* Start *

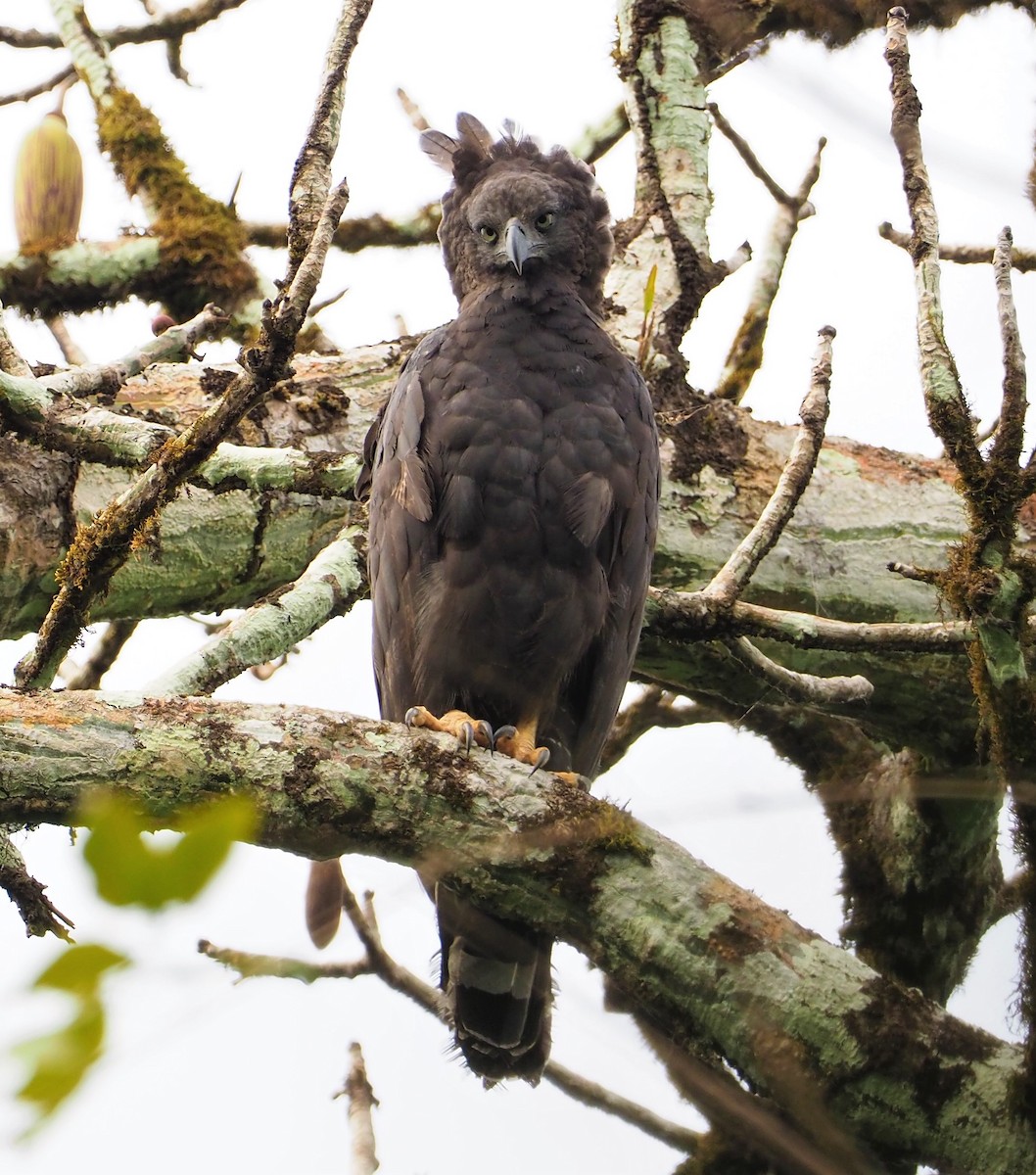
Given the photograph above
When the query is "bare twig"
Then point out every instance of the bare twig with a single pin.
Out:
(693, 616)
(11, 358)
(382, 964)
(598, 140)
(1023, 259)
(41, 87)
(820, 691)
(733, 577)
(751, 160)
(71, 352)
(592, 1094)
(363, 233)
(734, 1110)
(251, 966)
(745, 356)
(102, 546)
(948, 410)
(377, 962)
(329, 587)
(1011, 432)
(360, 1103)
(655, 708)
(918, 575)
(102, 658)
(174, 24)
(412, 111)
(1012, 897)
(310, 188)
(37, 912)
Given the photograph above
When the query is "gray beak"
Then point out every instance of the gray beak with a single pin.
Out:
(517, 245)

* End *

• [Set task]
Could you copy out every item above word for word, leaving the pictures out?

• [Worked answer]
Given the photograph above
When the query is "bare twig"
Then point out every instance of the bare twig with a single pin.
Out:
(693, 616)
(11, 358)
(382, 964)
(598, 140)
(1023, 259)
(41, 87)
(820, 691)
(733, 577)
(751, 160)
(71, 352)
(592, 1094)
(363, 233)
(734, 1110)
(251, 966)
(745, 356)
(102, 546)
(948, 410)
(377, 962)
(329, 587)
(1011, 432)
(360, 1103)
(655, 708)
(918, 575)
(102, 658)
(174, 24)
(412, 111)
(1012, 897)
(310, 188)
(37, 912)
Given the photograph above
When the query is "gray beak"
Then point out every instance of the gray beak with a single pin.
Out:
(517, 245)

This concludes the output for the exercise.